◆ **小演習 a**
以下の良心と苦しみについての抜粋で、良心が大きくなる前は事件や惨事に対してまったく感じないとされている感情をすべて挙げてください。

◆ **抜粋箇所**
---

良心と苦しみ          2004年12月5日 寺岡克哉


 「良心」は、「苦しみ」を増やすように私は思います。

 それはつまり、こう言うことです。たとえば、ある人が自分の「良心」を育てて大きく
したとします。そうすると、その人の感じる「苦しみ」も増えて大きくなるように思うの
です。
 というのは、他人の不幸や苦しみを、自分の苦しみとして感じるようになるからで
す。その人の良心が大きくなるに従って、それまでは苦しみに感じなかったものが、
苦しみとして感じるようになるのです。

 たとえば良心が大きくなる前は、殺人事件や大惨事などのマスコミ報道を見ても、
ある種の驚きや興奮を感じるだけです。つまり「すごいものを見た!」と、心の中で
喜んでいるだけです。
 その事件や惨事に対して、胸の詰まるような痛ましさや悲しみ、恐れ、不安、ある
いは胸のムカつくような憤りなどをまったく感じないのです。それは、むかしの私の
経験からも言えます。
 しかし良心が育って大きくなると、殺人事件や悲惨な事故に対して、かなりの不愉
快さを感じます。つまり「苦しみ」を感じるようになるのです。

 また、良心が大きくなると、「苦しみの視野」が世界的に広がります。
 遠い国で起こっている戦争や貧困、差別、残虐な殺戮・・・。
 それまでは、自分にまったく関係ないこととして何も感じていなかったのに、それら
に対しても「やりきれない苦しみ」を感じるようになるのです。

 あるいは良心が大きくなると、いままで気づかなかった身近な他人の苦しみにも、
気がつくようになります。たとえば体の不自由な人、目の見えない人、高齢者・・・。

---

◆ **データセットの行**
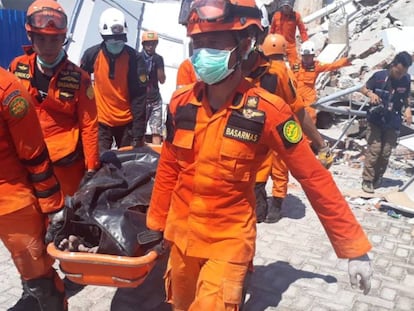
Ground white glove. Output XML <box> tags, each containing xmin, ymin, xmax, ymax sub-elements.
<box><xmin>348</xmin><ymin>254</ymin><xmax>372</xmax><ymax>295</ymax></box>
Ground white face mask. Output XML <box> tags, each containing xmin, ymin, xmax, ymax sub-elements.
<box><xmin>191</xmin><ymin>48</ymin><xmax>236</xmax><ymax>85</ymax></box>
<box><xmin>36</xmin><ymin>50</ymin><xmax>65</xmax><ymax>69</ymax></box>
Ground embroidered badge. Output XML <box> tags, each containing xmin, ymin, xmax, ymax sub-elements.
<box><xmin>9</xmin><ymin>97</ymin><xmax>29</xmax><ymax>118</ymax></box>
<box><xmin>276</xmin><ymin>117</ymin><xmax>303</xmax><ymax>148</ymax></box>
<box><xmin>14</xmin><ymin>63</ymin><xmax>30</xmax><ymax>80</ymax></box>
<box><xmin>86</xmin><ymin>85</ymin><xmax>95</xmax><ymax>99</ymax></box>
<box><xmin>283</xmin><ymin>120</ymin><xmax>302</xmax><ymax>144</ymax></box>
<box><xmin>246</xmin><ymin>96</ymin><xmax>259</xmax><ymax>109</ymax></box>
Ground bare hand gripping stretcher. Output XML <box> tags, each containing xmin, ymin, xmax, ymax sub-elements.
<box><xmin>47</xmin><ymin>146</ymin><xmax>162</xmax><ymax>287</ymax></box>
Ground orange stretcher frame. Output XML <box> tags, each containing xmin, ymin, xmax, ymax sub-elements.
<box><xmin>47</xmin><ymin>144</ymin><xmax>161</xmax><ymax>288</ymax></box>
<box><xmin>47</xmin><ymin>243</ymin><xmax>158</xmax><ymax>287</ymax></box>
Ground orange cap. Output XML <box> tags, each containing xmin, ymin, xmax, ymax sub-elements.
<box><xmin>25</xmin><ymin>0</ymin><xmax>68</xmax><ymax>35</ymax></box>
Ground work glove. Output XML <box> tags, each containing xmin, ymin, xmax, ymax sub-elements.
<box><xmin>137</xmin><ymin>230</ymin><xmax>169</xmax><ymax>257</ymax></box>
<box><xmin>45</xmin><ymin>207</ymin><xmax>66</xmax><ymax>245</ymax></box>
<box><xmin>318</xmin><ymin>144</ymin><xmax>334</xmax><ymax>169</ymax></box>
<box><xmin>131</xmin><ymin>137</ymin><xmax>144</xmax><ymax>148</ymax></box>
<box><xmin>79</xmin><ymin>170</ymin><xmax>96</xmax><ymax>188</ymax></box>
<box><xmin>348</xmin><ymin>254</ymin><xmax>372</xmax><ymax>295</ymax></box>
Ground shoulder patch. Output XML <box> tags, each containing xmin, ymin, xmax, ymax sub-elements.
<box><xmin>138</xmin><ymin>74</ymin><xmax>147</xmax><ymax>83</ymax></box>
<box><xmin>276</xmin><ymin>118</ymin><xmax>303</xmax><ymax>148</ymax></box>
<box><xmin>8</xmin><ymin>96</ymin><xmax>29</xmax><ymax>118</ymax></box>
<box><xmin>3</xmin><ymin>90</ymin><xmax>21</xmax><ymax>106</ymax></box>
<box><xmin>171</xmin><ymin>83</ymin><xmax>195</xmax><ymax>99</ymax></box>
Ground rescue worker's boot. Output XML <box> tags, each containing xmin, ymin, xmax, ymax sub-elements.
<box><xmin>254</xmin><ymin>182</ymin><xmax>267</xmax><ymax>223</ymax></box>
<box><xmin>27</xmin><ymin>278</ymin><xmax>67</xmax><ymax>311</ymax></box>
<box><xmin>362</xmin><ymin>180</ymin><xmax>375</xmax><ymax>193</ymax></box>
<box><xmin>7</xmin><ymin>280</ymin><xmax>41</xmax><ymax>311</ymax></box>
<box><xmin>265</xmin><ymin>197</ymin><xmax>283</xmax><ymax>224</ymax></box>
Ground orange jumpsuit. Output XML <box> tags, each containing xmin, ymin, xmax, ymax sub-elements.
<box><xmin>292</xmin><ymin>57</ymin><xmax>351</xmax><ymax>123</ymax></box>
<box><xmin>0</xmin><ymin>68</ymin><xmax>63</xmax><ymax>281</ymax></box>
<box><xmin>10</xmin><ymin>49</ymin><xmax>99</xmax><ymax>195</ymax></box>
<box><xmin>176</xmin><ymin>58</ymin><xmax>197</xmax><ymax>89</ymax></box>
<box><xmin>269</xmin><ymin>11</ymin><xmax>309</xmax><ymax>64</ymax></box>
<box><xmin>147</xmin><ymin>80</ymin><xmax>371</xmax><ymax>310</ymax></box>
<box><xmin>251</xmin><ymin>56</ymin><xmax>304</xmax><ymax>198</ymax></box>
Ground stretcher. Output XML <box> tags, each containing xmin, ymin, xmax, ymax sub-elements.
<box><xmin>47</xmin><ymin>145</ymin><xmax>160</xmax><ymax>288</ymax></box>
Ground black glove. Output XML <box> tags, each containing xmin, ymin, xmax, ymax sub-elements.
<box><xmin>137</xmin><ymin>230</ymin><xmax>169</xmax><ymax>257</ymax></box>
<box><xmin>79</xmin><ymin>171</ymin><xmax>96</xmax><ymax>188</ymax></box>
<box><xmin>131</xmin><ymin>137</ymin><xmax>144</xmax><ymax>148</ymax></box>
<box><xmin>45</xmin><ymin>207</ymin><xmax>66</xmax><ymax>245</ymax></box>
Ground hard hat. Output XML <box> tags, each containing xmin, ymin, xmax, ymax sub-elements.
<box><xmin>279</xmin><ymin>0</ymin><xmax>295</xmax><ymax>9</ymax></box>
<box><xmin>99</xmin><ymin>8</ymin><xmax>128</xmax><ymax>36</ymax></box>
<box><xmin>25</xmin><ymin>0</ymin><xmax>68</xmax><ymax>35</ymax></box>
<box><xmin>300</xmin><ymin>40</ymin><xmax>315</xmax><ymax>55</ymax></box>
<box><xmin>255</xmin><ymin>0</ymin><xmax>270</xmax><ymax>28</ymax></box>
<box><xmin>179</xmin><ymin>0</ymin><xmax>262</xmax><ymax>36</ymax></box>
<box><xmin>260</xmin><ymin>33</ymin><xmax>286</xmax><ymax>56</ymax></box>
<box><xmin>141</xmin><ymin>31</ymin><xmax>158</xmax><ymax>42</ymax></box>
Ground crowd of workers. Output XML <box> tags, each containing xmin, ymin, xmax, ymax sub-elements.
<box><xmin>0</xmin><ymin>0</ymin><xmax>411</xmax><ymax>311</ymax></box>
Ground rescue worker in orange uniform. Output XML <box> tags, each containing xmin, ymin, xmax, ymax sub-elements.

---

◆ **小演習 b**
上のエントリのうち、「Ground crowd of」を含む行から始まりエントリの最後の行で終わる範囲を、両端の行も含めてそのまま繰り返してください。

◆ **解答 a**
胸の詰まるような痛ましさ、悲しみ、恐れ、不安、胸のムカつくような憤り

◆ **解答 b**
Ground crowd of workers. Output XML <box> tags, each containing xmin, ymin, xmax, ymax sub-elements.
<box><xmin>0</xmin><ymin>0</ymin><xmax>411</xmax><ymax>311</ymax></box>
Ground rescue worker in orange uniform. Output XML <box> tags, each containing xmin, ymin, xmax, ymax sub-elements.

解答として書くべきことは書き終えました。